### Data extracts ###

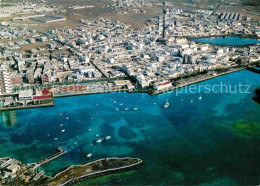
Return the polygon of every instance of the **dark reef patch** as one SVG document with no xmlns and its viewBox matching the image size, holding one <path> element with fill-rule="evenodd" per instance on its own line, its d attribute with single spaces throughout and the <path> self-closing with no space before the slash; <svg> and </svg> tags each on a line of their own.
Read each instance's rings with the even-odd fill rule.
<svg viewBox="0 0 260 186">
<path fill-rule="evenodd" d="M 124 139 L 134 139 L 137 137 L 137 134 L 128 126 L 121 126 L 118 130 L 118 135 Z"/>
</svg>

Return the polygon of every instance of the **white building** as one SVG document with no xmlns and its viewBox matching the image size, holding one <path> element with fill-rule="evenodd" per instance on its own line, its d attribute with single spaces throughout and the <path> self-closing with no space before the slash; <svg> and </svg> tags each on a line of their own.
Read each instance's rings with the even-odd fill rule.
<svg viewBox="0 0 260 186">
<path fill-rule="evenodd" d="M 148 87 L 150 84 L 150 82 L 145 79 L 143 74 L 135 75 L 135 78 L 142 88 Z"/>
<path fill-rule="evenodd" d="M 154 83 L 153 88 L 155 90 L 169 90 L 172 87 L 172 83 L 170 81 L 163 81 L 159 83 Z"/>
<path fill-rule="evenodd" d="M 12 92 L 11 77 L 9 70 L 0 70 L 0 94 Z"/>
</svg>

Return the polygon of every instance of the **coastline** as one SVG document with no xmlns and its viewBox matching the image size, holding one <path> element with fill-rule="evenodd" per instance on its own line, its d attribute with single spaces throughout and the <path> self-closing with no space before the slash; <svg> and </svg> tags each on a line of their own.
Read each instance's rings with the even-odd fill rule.
<svg viewBox="0 0 260 186">
<path fill-rule="evenodd" d="M 107 89 L 107 90 L 102 90 L 102 91 L 97 91 L 97 92 L 70 92 L 70 93 L 65 93 L 65 94 L 58 93 L 58 94 L 53 94 L 53 98 L 91 95 L 91 94 L 115 93 L 115 92 L 147 93 L 151 96 L 155 96 L 155 95 L 159 95 L 159 94 L 163 94 L 163 93 L 166 93 L 166 92 L 169 92 L 169 91 L 176 90 L 178 88 L 182 88 L 182 87 L 186 87 L 186 86 L 196 84 L 196 83 L 199 83 L 199 82 L 207 81 L 209 79 L 214 79 L 214 78 L 217 78 L 219 76 L 223 76 L 223 75 L 230 74 L 230 73 L 233 73 L 233 72 L 238 72 L 238 71 L 241 71 L 241 70 L 247 70 L 247 68 L 248 67 L 228 69 L 225 72 L 221 72 L 221 73 L 218 73 L 216 75 L 210 75 L 210 76 L 208 75 L 207 77 L 203 77 L 203 78 L 196 79 L 196 80 L 193 80 L 194 77 L 190 77 L 190 78 L 185 79 L 186 81 L 188 81 L 187 83 L 183 83 L 183 84 L 180 84 L 180 85 L 177 85 L 177 86 L 172 86 L 171 88 L 168 88 L 168 89 L 165 89 L 165 90 L 162 90 L 162 91 L 155 91 L 154 89 L 153 90 L 152 89 L 138 89 L 138 90 L 133 89 L 133 90 L 129 90 L 129 89 L 125 89 L 125 88 L 122 89 L 121 88 L 121 89 Z M 31 106 L 28 106 L 28 107 L 0 108 L 0 111 L 31 109 L 31 108 L 41 108 L 41 107 L 53 107 L 53 106 L 55 106 L 54 99 L 53 99 L 53 103 L 47 104 L 47 105 L 31 105 Z"/>
<path fill-rule="evenodd" d="M 247 35 L 247 34 L 225 34 L 225 35 L 208 35 L 208 36 L 199 36 L 199 37 L 186 37 L 187 40 L 189 41 L 193 41 L 193 39 L 202 39 L 202 38 L 217 38 L 217 37 L 241 37 L 241 38 L 247 38 L 247 39 L 256 39 L 256 40 L 260 40 L 260 37 L 258 37 L 257 35 Z M 207 44 L 201 41 L 194 41 L 196 43 L 199 44 Z M 259 43 L 254 43 L 254 44 L 242 44 L 242 45 L 227 45 L 227 44 L 213 44 L 211 43 L 210 45 L 214 45 L 214 46 L 235 46 L 238 48 L 242 48 L 242 47 L 248 47 L 248 46 L 254 46 L 257 45 Z"/>
<path fill-rule="evenodd" d="M 220 35 L 207 35 L 207 36 L 198 36 L 198 37 L 186 37 L 187 39 L 200 39 L 200 38 L 210 38 L 210 37 L 244 37 L 244 38 L 251 38 L 251 39 L 260 39 L 257 35 L 252 34 L 220 34 Z"/>
</svg>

###

§ **Work order**
Lines with the word "polygon": copy each one from the data above.

§ **Written solution**
Return the polygon of every instance of the **dark reef patch** as one SVG document with no xmlns and its viewBox matching the image size, holding one <path> element with fill-rule="evenodd" per instance on its own line, its d attribute with single spaces throughout and the <path> self-closing with no space before the slash; <svg> and </svg> tags each on a line of their own.
Return the polygon of every instance of the **white building** as one SVG document with no xmlns and its viewBox matching the image size, holding one <path> element with fill-rule="evenodd" per instance on its own line, its d attribute with single spaces throughout and the <path> self-closing with no space before the slash; <svg> and </svg> tags each on a line of their own.
Return the polygon of every instance of the **coastline** as one SVG document with no xmlns and its viewBox matching the image size, holding one <path> element with fill-rule="evenodd" per instance on its own line, its d attribute with single spaces throughout and the <path> self-closing with no space before the slash; <svg> and </svg> tags each on a line of their own.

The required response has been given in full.